Required task 1 -
Answer these questions using the passage about lessons from a year of living on a bike.
(a) Which year does the writer look back on?
(b) In the "Stop Being Intimidated" section, what is called a massive game-changer?
(c) In the "Don't Stop" section, what does grit beat?

Passage -
Quickly looking back, last year was amazingly crazy, and it brought with it a lot of learning. There’s been specific questions on my mind recently, which are: What did it mean? How, specifically, did it change me? What can be applied from those lessons? It’s easy to look back on 2013 and come up with attempted half-answers that are loose, vague and un-actionable. But there’s also real, actionable, tangible stuff that I would not be aware of were it not for last year. Some of the main lessons that I took away from the year of living on a bike are:

Stop Being Intimidated

Intimidation is in our mind. Obviously there’s times when there’s good reason to be hesitant and nervous, but so often those moments are fabricated within ourselves and by missing out on the things that intimidate us, we miss out on great, unforgettable experiences. It’s a disservice. The things that scare us are those we should face in order to grow. Finding a way to turn the anxiety into excitement is a massive game-changer.

Don’t Stop

Grit beats skill. Determination and stubbornness beats experience. Literally and metaphorically, it’s really easy to bike a long way – you just have to keep going and eventually, lo and behold, you end up in the right place. But more generally, it’s the number one lesson I took away from talking to people like John and Martha. Keeping going is the easiest way to make something happen.

Required task 2 - How many lines of the entries contain the string "snug"? Case counts, and the reply should be the number only.

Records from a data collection
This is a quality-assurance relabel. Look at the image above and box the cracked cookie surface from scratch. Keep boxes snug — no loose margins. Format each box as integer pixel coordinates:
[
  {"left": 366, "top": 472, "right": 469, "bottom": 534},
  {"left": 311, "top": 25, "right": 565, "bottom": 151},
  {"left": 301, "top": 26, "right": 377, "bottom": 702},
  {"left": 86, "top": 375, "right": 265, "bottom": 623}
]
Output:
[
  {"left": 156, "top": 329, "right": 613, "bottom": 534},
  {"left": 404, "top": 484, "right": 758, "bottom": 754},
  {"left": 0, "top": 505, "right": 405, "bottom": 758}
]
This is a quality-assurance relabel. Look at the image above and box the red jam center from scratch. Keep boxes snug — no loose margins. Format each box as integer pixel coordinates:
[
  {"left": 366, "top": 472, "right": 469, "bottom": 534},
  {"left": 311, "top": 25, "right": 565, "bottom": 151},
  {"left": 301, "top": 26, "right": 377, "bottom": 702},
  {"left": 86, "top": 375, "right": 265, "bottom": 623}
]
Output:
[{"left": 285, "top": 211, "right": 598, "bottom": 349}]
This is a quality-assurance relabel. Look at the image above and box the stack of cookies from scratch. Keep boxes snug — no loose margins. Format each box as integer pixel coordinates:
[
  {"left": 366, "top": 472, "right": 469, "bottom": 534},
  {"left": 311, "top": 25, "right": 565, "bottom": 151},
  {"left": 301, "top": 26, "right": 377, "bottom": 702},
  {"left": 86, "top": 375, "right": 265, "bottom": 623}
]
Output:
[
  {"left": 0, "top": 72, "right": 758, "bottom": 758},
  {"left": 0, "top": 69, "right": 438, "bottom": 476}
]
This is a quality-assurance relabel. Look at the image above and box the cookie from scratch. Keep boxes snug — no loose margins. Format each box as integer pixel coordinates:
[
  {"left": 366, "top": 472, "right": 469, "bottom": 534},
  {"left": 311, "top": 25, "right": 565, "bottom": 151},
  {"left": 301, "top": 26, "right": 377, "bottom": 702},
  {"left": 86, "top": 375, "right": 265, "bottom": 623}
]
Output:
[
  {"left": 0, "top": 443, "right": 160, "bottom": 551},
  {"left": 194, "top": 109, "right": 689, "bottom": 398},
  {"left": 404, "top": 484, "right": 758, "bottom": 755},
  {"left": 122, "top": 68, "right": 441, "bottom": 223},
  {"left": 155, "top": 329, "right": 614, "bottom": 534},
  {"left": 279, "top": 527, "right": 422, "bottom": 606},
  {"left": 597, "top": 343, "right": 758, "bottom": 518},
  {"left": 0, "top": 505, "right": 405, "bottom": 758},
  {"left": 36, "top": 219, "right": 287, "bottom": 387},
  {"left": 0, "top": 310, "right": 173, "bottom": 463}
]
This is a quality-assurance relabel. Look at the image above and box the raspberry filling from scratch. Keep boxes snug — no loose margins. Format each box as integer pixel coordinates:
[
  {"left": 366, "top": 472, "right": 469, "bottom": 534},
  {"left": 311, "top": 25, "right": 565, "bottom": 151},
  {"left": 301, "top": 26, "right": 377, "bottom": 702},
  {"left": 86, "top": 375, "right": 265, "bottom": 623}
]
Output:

Final result 1 -
(a) 2013
(b) Finding a way to turn the anxiety into excitement
(c) Skill

Final result 2 - 5